### [Work to complete]
Could you arrange every line of the records below as a numbered list, skipping the blank lines and leaving the pictures out?

════════════════════

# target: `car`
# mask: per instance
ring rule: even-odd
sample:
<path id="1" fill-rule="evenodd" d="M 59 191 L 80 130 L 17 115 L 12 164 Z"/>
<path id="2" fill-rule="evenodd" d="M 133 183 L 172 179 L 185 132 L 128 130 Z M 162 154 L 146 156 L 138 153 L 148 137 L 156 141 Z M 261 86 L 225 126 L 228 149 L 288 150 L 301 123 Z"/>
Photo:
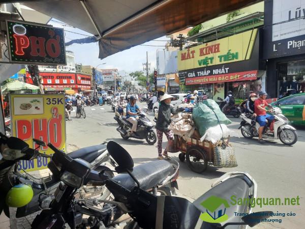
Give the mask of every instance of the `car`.
<path id="1" fill-rule="evenodd" d="M 291 124 L 305 126 L 305 93 L 287 96 L 270 104 L 280 107 Z"/>
<path id="2" fill-rule="evenodd" d="M 187 94 L 172 94 L 170 95 L 174 97 L 172 99 L 171 104 L 174 105 L 174 106 L 176 108 L 181 104 L 184 101 L 186 97 L 187 97 Z M 154 103 L 152 105 L 152 110 L 154 111 L 154 113 L 156 109 L 159 109 L 159 102 L 156 102 Z"/>

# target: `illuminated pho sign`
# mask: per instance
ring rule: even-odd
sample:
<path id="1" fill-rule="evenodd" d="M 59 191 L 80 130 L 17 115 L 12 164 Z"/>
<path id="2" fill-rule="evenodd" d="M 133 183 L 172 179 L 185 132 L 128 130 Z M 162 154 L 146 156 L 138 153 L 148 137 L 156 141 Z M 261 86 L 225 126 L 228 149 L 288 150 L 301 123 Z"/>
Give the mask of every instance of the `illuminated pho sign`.
<path id="1" fill-rule="evenodd" d="M 7 21 L 10 62 L 66 65 L 64 30 L 21 21 Z"/>

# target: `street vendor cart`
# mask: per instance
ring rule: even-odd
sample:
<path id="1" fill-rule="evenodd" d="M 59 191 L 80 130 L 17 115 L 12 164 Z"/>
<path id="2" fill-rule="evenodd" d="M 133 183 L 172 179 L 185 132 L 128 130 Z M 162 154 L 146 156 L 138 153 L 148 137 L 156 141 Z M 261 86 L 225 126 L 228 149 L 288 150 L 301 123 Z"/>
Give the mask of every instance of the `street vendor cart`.
<path id="1" fill-rule="evenodd" d="M 194 136 L 187 138 L 186 140 L 181 136 L 175 134 L 173 149 L 171 151 L 180 151 L 180 160 L 183 162 L 186 159 L 187 163 L 192 171 L 201 173 L 205 171 L 209 164 L 215 165 L 215 148 L 222 144 L 229 147 L 229 139 L 223 139 L 213 144 L 207 140 L 201 141 L 199 138 Z"/>

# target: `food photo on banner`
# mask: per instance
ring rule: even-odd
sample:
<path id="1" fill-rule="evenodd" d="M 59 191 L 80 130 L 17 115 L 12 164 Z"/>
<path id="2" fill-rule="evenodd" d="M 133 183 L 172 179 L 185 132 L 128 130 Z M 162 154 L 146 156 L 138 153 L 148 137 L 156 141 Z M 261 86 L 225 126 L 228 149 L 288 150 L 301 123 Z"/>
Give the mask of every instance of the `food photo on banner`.
<path id="1" fill-rule="evenodd" d="M 64 95 L 10 94 L 11 123 L 13 136 L 22 139 L 35 149 L 33 138 L 51 142 L 58 150 L 66 149 Z M 47 146 L 41 153 L 52 154 Z M 20 161 L 18 170 L 34 171 L 47 168 L 49 158 L 38 157 Z"/>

════════════════════

### [Problem solution]
1. # target: `car`
2. # mask: per instance
3. ring rule: even-odd
4. sample:
5. <path id="1" fill-rule="evenodd" d="M 59 191 L 80 130 L 17 115 L 12 164 Z"/>
6. <path id="2" fill-rule="evenodd" d="M 133 183 L 172 179 L 185 132 L 128 130 Z M 162 154 L 146 156 L 138 153 L 148 137 L 156 141 Z M 261 86 L 225 126 L 228 149 L 288 150 L 301 123 Z"/>
7. Photo:
8. Give the mask of every instance of the `car`.
9. <path id="1" fill-rule="evenodd" d="M 291 124 L 305 126 L 305 93 L 287 96 L 270 104 L 280 107 Z"/>
10. <path id="2" fill-rule="evenodd" d="M 187 94 L 172 94 L 170 95 L 174 97 L 172 99 L 171 104 L 174 105 L 174 106 L 176 108 L 181 104 L 184 101 L 186 97 L 187 97 Z M 154 103 L 152 105 L 152 110 L 154 111 L 154 113 L 156 109 L 159 109 L 159 102 L 156 102 Z"/>
11. # target: `illuminated pho sign`
12. # mask: per instance
13. ring rule: even-odd
14. sample:
15. <path id="1" fill-rule="evenodd" d="M 59 191 L 80 130 L 17 115 L 12 164 Z"/>
16. <path id="2" fill-rule="evenodd" d="M 133 183 L 172 179 L 185 132 L 128 130 Z M 162 154 L 146 156 L 138 153 L 148 137 L 156 141 Z M 261 86 L 225 126 L 228 149 L 288 150 L 301 123 Z"/>
17. Give the mask of every instance of the `illuminated pho sign`.
18. <path id="1" fill-rule="evenodd" d="M 7 21 L 10 62 L 66 65 L 64 30 L 21 21 Z"/>
19. # target: `street vendor cart`
20. # mask: per instance
21. ring rule: even-odd
22. sample:
23. <path id="1" fill-rule="evenodd" d="M 59 191 L 80 130 L 17 115 L 12 164 Z"/>
24. <path id="2" fill-rule="evenodd" d="M 133 183 L 172 179 L 185 132 L 128 130 Z M 162 154 L 146 156 L 138 153 L 148 137 L 156 141 Z M 261 86 L 225 126 L 228 149 L 288 150 L 301 123 Z"/>
25. Give the mask of every instance of the `street vendor cart`.
26. <path id="1" fill-rule="evenodd" d="M 194 136 L 187 138 L 186 140 L 181 136 L 175 134 L 173 149 L 171 151 L 180 151 L 180 160 L 183 162 L 186 159 L 187 163 L 192 171 L 201 173 L 205 171 L 209 164 L 215 165 L 215 148 L 222 144 L 229 147 L 229 139 L 223 139 L 213 144 L 207 140 L 201 141 L 199 138 Z"/>
27. # target: `food photo on banner`
28. # mask: per instance
29. ring rule: even-odd
30. sample:
31. <path id="1" fill-rule="evenodd" d="M 59 191 L 80 130 L 17 115 L 12 164 Z"/>
32. <path id="2" fill-rule="evenodd" d="M 133 183 L 172 179 L 185 132 L 128 130 Z M 162 154 L 146 156 L 138 153 L 148 137 L 156 141 Z M 261 86 L 225 126 L 228 149 L 288 150 L 301 123 Z"/>
33. Give the mask of every instance of the `food photo on banner`.
34. <path id="1" fill-rule="evenodd" d="M 64 95 L 10 94 L 11 123 L 13 136 L 22 139 L 35 149 L 33 138 L 51 142 L 58 150 L 66 149 Z M 47 146 L 41 153 L 52 154 Z M 20 161 L 18 170 L 34 171 L 47 168 L 49 158 L 38 157 Z"/>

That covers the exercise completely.